Exercise description -> One part of the entries below is wanted: the lines from the one containing "visible engine nacelle." through the one containing "every visible main". Write those out exactly and nothing else.

Source data ->
>>>>>

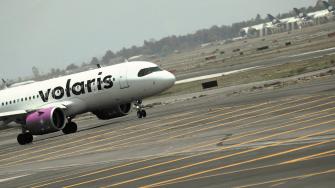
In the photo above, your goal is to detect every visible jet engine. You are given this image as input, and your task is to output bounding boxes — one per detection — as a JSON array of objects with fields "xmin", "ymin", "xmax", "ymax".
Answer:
[
  {"xmin": 24, "ymin": 107, "xmax": 66, "ymax": 135},
  {"xmin": 92, "ymin": 103, "xmax": 131, "ymax": 120}
]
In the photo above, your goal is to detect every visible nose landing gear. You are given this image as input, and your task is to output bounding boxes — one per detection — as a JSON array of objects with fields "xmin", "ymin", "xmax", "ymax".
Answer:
[
  {"xmin": 134, "ymin": 100, "xmax": 147, "ymax": 119},
  {"xmin": 137, "ymin": 110, "xmax": 147, "ymax": 118}
]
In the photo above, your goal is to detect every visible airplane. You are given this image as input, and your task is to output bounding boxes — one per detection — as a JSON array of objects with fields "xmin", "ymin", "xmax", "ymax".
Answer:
[
  {"xmin": 0, "ymin": 61, "xmax": 176, "ymax": 145},
  {"xmin": 322, "ymin": 1, "xmax": 334, "ymax": 13},
  {"xmin": 293, "ymin": 8, "xmax": 312, "ymax": 20},
  {"xmin": 267, "ymin": 14, "xmax": 282, "ymax": 26},
  {"xmin": 306, "ymin": 1, "xmax": 334, "ymax": 19}
]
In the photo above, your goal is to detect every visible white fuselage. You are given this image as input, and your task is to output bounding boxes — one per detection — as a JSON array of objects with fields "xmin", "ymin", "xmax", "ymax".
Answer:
[{"xmin": 0, "ymin": 61, "xmax": 175, "ymax": 119}]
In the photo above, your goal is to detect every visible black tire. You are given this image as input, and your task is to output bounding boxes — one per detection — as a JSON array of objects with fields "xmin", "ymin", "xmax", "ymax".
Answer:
[
  {"xmin": 69, "ymin": 122, "xmax": 78, "ymax": 133},
  {"xmin": 17, "ymin": 133, "xmax": 33, "ymax": 145},
  {"xmin": 62, "ymin": 122, "xmax": 78, "ymax": 134},
  {"xmin": 17, "ymin": 134, "xmax": 26, "ymax": 145},
  {"xmin": 137, "ymin": 111, "xmax": 143, "ymax": 118},
  {"xmin": 25, "ymin": 133, "xmax": 33, "ymax": 144},
  {"xmin": 141, "ymin": 110, "xmax": 147, "ymax": 118}
]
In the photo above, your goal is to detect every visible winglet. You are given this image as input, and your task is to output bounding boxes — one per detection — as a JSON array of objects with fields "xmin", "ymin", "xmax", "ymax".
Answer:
[
  {"xmin": 1, "ymin": 79, "xmax": 8, "ymax": 89},
  {"xmin": 293, "ymin": 8, "xmax": 300, "ymax": 15}
]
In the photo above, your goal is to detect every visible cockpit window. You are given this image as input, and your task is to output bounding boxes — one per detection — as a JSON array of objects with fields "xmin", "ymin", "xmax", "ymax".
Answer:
[{"xmin": 138, "ymin": 67, "xmax": 162, "ymax": 77}]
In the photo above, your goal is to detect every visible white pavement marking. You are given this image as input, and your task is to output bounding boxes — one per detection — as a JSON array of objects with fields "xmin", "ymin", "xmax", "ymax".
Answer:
[
  {"xmin": 0, "ymin": 174, "xmax": 30, "ymax": 183},
  {"xmin": 176, "ymin": 66, "xmax": 263, "ymax": 84},
  {"xmin": 289, "ymin": 47, "xmax": 335, "ymax": 58}
]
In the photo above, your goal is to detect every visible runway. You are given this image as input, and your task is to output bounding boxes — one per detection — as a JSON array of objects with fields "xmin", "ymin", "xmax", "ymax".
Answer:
[{"xmin": 0, "ymin": 75, "xmax": 335, "ymax": 187}]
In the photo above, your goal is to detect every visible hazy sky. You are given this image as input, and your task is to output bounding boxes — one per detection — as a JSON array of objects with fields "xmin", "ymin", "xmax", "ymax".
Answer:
[{"xmin": 0, "ymin": 0, "xmax": 316, "ymax": 79}]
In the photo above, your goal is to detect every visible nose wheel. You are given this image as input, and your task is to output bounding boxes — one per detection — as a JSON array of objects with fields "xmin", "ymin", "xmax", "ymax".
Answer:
[
  {"xmin": 137, "ymin": 110, "xmax": 147, "ymax": 118},
  {"xmin": 135, "ymin": 100, "xmax": 147, "ymax": 119}
]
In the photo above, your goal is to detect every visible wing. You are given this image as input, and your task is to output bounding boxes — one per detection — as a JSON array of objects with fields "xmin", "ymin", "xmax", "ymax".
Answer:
[
  {"xmin": 0, "ymin": 110, "xmax": 27, "ymax": 121},
  {"xmin": 37, "ymin": 101, "xmax": 72, "ymax": 110},
  {"xmin": 0, "ymin": 101, "xmax": 73, "ymax": 123}
]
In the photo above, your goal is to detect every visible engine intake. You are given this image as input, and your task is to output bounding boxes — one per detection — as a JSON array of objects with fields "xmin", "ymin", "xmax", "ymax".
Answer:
[
  {"xmin": 93, "ymin": 103, "xmax": 131, "ymax": 120},
  {"xmin": 24, "ymin": 107, "xmax": 66, "ymax": 135}
]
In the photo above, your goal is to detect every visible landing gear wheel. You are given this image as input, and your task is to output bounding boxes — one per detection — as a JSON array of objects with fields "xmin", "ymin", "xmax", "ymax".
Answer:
[
  {"xmin": 137, "ymin": 110, "xmax": 147, "ymax": 118},
  {"xmin": 17, "ymin": 133, "xmax": 33, "ymax": 145},
  {"xmin": 137, "ymin": 111, "xmax": 143, "ymax": 118},
  {"xmin": 135, "ymin": 100, "xmax": 147, "ymax": 119},
  {"xmin": 141, "ymin": 110, "xmax": 147, "ymax": 118},
  {"xmin": 62, "ymin": 122, "xmax": 78, "ymax": 134}
]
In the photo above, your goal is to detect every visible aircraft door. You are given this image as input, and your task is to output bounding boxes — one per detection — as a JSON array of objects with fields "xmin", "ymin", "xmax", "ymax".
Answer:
[{"xmin": 119, "ymin": 67, "xmax": 129, "ymax": 89}]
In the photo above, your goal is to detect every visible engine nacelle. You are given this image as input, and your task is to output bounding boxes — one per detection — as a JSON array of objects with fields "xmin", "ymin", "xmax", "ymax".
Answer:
[
  {"xmin": 92, "ymin": 103, "xmax": 131, "ymax": 120},
  {"xmin": 24, "ymin": 107, "xmax": 66, "ymax": 135}
]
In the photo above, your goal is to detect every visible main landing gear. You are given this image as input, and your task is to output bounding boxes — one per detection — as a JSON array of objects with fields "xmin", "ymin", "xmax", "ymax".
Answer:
[
  {"xmin": 135, "ymin": 100, "xmax": 147, "ymax": 119},
  {"xmin": 17, "ymin": 131, "xmax": 33, "ymax": 145},
  {"xmin": 17, "ymin": 118, "xmax": 78, "ymax": 145},
  {"xmin": 62, "ymin": 118, "xmax": 78, "ymax": 134}
]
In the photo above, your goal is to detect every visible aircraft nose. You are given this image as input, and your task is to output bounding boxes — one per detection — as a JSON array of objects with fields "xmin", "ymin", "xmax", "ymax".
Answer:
[{"xmin": 161, "ymin": 71, "xmax": 176, "ymax": 88}]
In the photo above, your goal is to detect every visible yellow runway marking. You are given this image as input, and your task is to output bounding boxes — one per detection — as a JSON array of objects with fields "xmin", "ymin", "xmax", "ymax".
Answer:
[
  {"xmin": 42, "ymin": 95, "xmax": 324, "ymax": 161},
  {"xmin": 24, "ymin": 103, "xmax": 269, "ymax": 188},
  {"xmin": 270, "ymin": 182, "xmax": 287, "ymax": 187},
  {"xmin": 311, "ymin": 153, "xmax": 335, "ymax": 159},
  {"xmin": 27, "ymin": 99, "xmax": 313, "ymax": 188},
  {"xmin": 291, "ymin": 104, "xmax": 335, "ymax": 121},
  {"xmin": 63, "ymin": 117, "xmax": 335, "ymax": 187},
  {"xmin": 4, "ymin": 96, "xmax": 311, "ymax": 164},
  {"xmin": 0, "ymin": 111, "xmax": 194, "ymax": 159},
  {"xmin": 91, "ymin": 101, "xmax": 293, "ymax": 153},
  {"xmin": 233, "ymin": 169, "xmax": 335, "ymax": 188},
  {"xmin": 0, "ymin": 116, "xmax": 168, "ymax": 160},
  {"xmin": 283, "ymin": 148, "xmax": 335, "ymax": 164},
  {"xmin": 30, "ymin": 111, "xmax": 335, "ymax": 188},
  {"xmin": 22, "ymin": 97, "xmax": 327, "ymax": 187},
  {"xmin": 33, "ymin": 104, "xmax": 335, "ymax": 187},
  {"xmin": 29, "ymin": 142, "xmax": 215, "ymax": 188},
  {"xmin": 156, "ymin": 148, "xmax": 335, "ymax": 187},
  {"xmin": 158, "ymin": 99, "xmax": 335, "ymax": 142},
  {"xmin": 0, "ymin": 110, "xmax": 205, "ymax": 166},
  {"xmin": 67, "ymin": 96, "xmax": 327, "ymax": 155},
  {"xmin": 175, "ymin": 106, "xmax": 335, "ymax": 152},
  {"xmin": 140, "ymin": 127, "xmax": 335, "ymax": 188},
  {"xmin": 32, "ymin": 102, "xmax": 269, "ymax": 163}
]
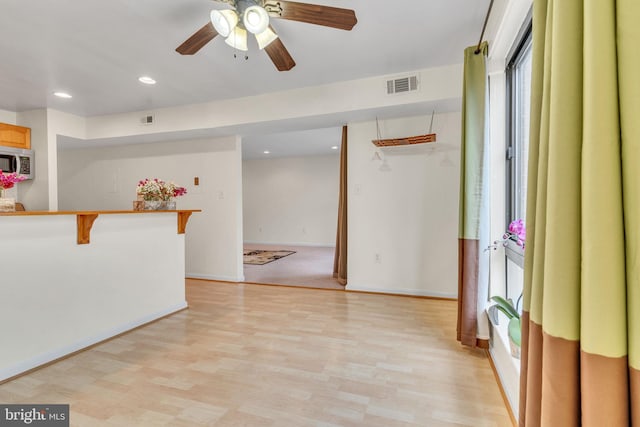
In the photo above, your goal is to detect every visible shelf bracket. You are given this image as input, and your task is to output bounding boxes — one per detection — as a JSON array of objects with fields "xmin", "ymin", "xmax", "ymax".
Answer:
[
  {"xmin": 77, "ymin": 213, "xmax": 99, "ymax": 245},
  {"xmin": 177, "ymin": 211, "xmax": 193, "ymax": 234}
]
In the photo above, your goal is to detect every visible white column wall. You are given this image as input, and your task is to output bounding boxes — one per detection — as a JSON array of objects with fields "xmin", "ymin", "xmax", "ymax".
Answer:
[{"xmin": 346, "ymin": 112, "xmax": 461, "ymax": 298}]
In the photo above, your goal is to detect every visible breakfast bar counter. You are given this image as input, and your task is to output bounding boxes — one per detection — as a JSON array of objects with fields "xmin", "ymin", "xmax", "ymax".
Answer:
[{"xmin": 0, "ymin": 209, "xmax": 200, "ymax": 382}]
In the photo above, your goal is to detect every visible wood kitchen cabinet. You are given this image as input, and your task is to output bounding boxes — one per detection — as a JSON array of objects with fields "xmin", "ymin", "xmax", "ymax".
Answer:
[{"xmin": 0, "ymin": 123, "xmax": 31, "ymax": 149}]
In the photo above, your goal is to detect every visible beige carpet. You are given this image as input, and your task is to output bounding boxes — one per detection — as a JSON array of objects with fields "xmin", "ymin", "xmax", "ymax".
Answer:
[{"xmin": 243, "ymin": 244, "xmax": 343, "ymax": 290}]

<<<<<

Result below ->
In the photo above, your goal is to detect every visible engine nacelle. You are given this image as input, and your task is to output bounding boxes — one per detection — as a JSON array of objects with fields "xmin", "ymin", "xmax", "ymax".
Answer:
[
  {"xmin": 92, "ymin": 103, "xmax": 131, "ymax": 120},
  {"xmin": 24, "ymin": 107, "xmax": 66, "ymax": 135}
]
In the photo above, your goal is to detect every visible main landing gear. You are given this image as input, and your task is to output bounding boxes — one per detection — as a JSON array of objects with fields "xmin", "ymin", "xmax", "ymax".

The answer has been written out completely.